[Supplied records]
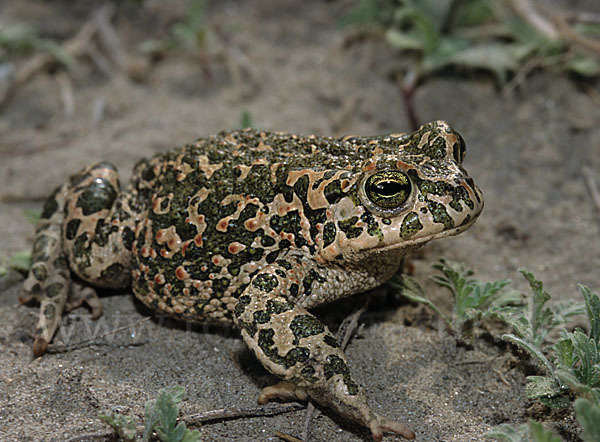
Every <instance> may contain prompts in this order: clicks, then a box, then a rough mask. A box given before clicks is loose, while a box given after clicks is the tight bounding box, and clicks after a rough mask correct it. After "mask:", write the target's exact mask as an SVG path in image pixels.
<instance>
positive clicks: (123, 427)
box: [98, 413, 137, 442]
mask: <svg viewBox="0 0 600 442" xmlns="http://www.w3.org/2000/svg"><path fill="white" fill-rule="evenodd" d="M98 417H99V419H100V420H101V421H102V422H104V423H105V424H107V425H108V426H110V427H111V428H112V429H113V430H115V431H116V432H117V434H118V435H119V436H120V437H121V439H122V440H124V441H125V442H133V441H134V440H135V436H136V433H137V427H136V424H135V422H134V420H133V419H132V418H131V417H130V416H127V415H124V414H120V413H116V414H112V413H108V414H103V413H100V414H99V415H98Z"/></svg>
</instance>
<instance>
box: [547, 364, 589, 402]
mask: <svg viewBox="0 0 600 442" xmlns="http://www.w3.org/2000/svg"><path fill="white" fill-rule="evenodd" d="M554 377H555V378H556V379H557V380H558V381H559V382H560V383H561V384H562V385H563V386H565V387H563V388H567V387H568V388H569V389H571V390H572V391H574V392H575V393H578V395H580V396H585V397H586V398H588V399H590V400H592V401H594V402H598V403H600V389H598V388H592V387H590V386H589V385H585V384H583V383H581V381H580V380H579V379H577V377H576V376H575V375H574V374H573V372H572V371H567V370H556V371H555V372H554Z"/></svg>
[/Supplied records]
## Required work
Only lines with the word "instance" count here; copy every one from the records.

## Exercise output
Every <instance> may contain prompts in this order: clicks, then a box, then a rough mask. A box given before clicks is loose, while a box given after clicks is the tight bounding box, and clicks after a rough mask correct it. After "mask:", write the target's exact mask as an SVG path in image pixels.
<instance>
</instance>
<instance>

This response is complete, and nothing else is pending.